══ Document text

Florida Supreme Court deemed caps on wrongful death damages unconstitutional after the wrongful death of a woman occurred under the care and misguidance of physicians from a United States Air Force clinic.
In 2006, Michelle McCall, pregnant in the last trimester, had prenatal tests revealing she had high blood pressure and suffered from severe preeclampsia. These two conditions required that Ms. McCall have induced labor immediately. Because the OB/GYN department at the US Air Force medical center was temporarily unavailable to deliver Ms. McCall’s baby via cesarean section, the safest method delivery in McCall’s physical state, she was transferred by the facility’s doctors to nearby Fort Walton Beach Medical Center for care.
A few days later, Air Force physician Dr. Archibald arrived at the Fort Walton Beach Medical center to perform the prescribed cesarean section. It was soon determined, however, that she was suited to give birth vaginally. After giving birth, Michelle McCall suffered many complications, such as extreme loss of blood after the placenta had to be removed manually. This lead to a dangerous and prolonged drop in blood pressure that the Air Force nurse anesthetist responsible for monitoring McCall did not communicate to Air Force practicing doctors.
Under the assumption McCall’s vitals were stable, Dr. Archibald began to surgically repair the vaginal lacerations caused by birth. Dr. Archibald did so without checking her vitals, relying solely on the nurse’s communication that McCall’s vital signs were normal. The procedure and McCall’s continually dropping blood pressure led Dr. Archibald to order that the patient’s blood count be checked. Dr. Archibald then ordered a blood transfusion, which was never performed. Eventually Ms. McCall suffered cardiac arrest and was rendered unconscious. Ms. McCall never regained consciousness.

════
══ Extracted information

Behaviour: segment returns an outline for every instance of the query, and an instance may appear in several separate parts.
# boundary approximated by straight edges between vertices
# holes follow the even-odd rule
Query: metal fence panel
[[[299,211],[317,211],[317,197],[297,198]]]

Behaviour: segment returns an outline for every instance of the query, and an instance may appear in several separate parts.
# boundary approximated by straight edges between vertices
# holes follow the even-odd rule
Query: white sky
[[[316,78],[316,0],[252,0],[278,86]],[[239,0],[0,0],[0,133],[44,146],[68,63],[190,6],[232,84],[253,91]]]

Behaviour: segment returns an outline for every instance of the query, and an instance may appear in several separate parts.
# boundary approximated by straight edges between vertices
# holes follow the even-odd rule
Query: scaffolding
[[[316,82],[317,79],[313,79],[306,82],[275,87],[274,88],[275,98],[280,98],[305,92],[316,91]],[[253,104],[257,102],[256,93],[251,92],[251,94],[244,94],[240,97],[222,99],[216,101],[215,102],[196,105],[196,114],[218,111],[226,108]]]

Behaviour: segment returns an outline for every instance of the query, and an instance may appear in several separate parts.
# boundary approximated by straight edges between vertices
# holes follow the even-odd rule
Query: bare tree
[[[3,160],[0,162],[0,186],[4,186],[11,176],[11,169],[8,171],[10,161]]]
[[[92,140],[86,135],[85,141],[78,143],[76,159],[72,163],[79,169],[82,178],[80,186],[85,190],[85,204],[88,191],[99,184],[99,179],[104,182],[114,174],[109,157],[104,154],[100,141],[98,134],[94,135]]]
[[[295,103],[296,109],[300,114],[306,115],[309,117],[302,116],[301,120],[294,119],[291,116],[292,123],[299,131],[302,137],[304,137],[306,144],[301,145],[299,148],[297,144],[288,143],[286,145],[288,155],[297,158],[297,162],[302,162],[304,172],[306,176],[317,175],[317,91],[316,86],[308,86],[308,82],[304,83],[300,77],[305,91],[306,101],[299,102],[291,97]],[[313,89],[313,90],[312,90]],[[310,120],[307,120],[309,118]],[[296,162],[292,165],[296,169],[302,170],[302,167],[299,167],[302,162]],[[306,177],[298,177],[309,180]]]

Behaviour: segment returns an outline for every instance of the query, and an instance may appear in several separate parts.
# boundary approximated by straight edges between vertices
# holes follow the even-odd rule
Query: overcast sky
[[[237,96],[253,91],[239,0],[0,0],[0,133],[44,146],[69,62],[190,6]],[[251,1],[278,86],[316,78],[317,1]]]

════

▶ **Using the information**:
a – Please repeat the part of the McCall case text starting at "In 2006, Michelle" and ending at "Center for care.".
b – In the McCall case text, what became of the blood transfusion Dr. Archibald ordered?

▶ **Task answers**:
a –
In 2006, Michelle McCall, pregnant in the last trimester, had prenatal tests revealing she had high blood pressure and suffered from severe preeclampsia. These two conditions required that Ms. McCall have induced labor immediately. Because the OB/GYN department at the US Air Force medical center was temporarily unavailable to deliver Ms. McCall’s baby via cesarean section, the safest method delivery in McCall’s physical state, she was transferred by the facility’s doctors to nearby Fort Walton Beach Medical Center for care.

b – It was never performed.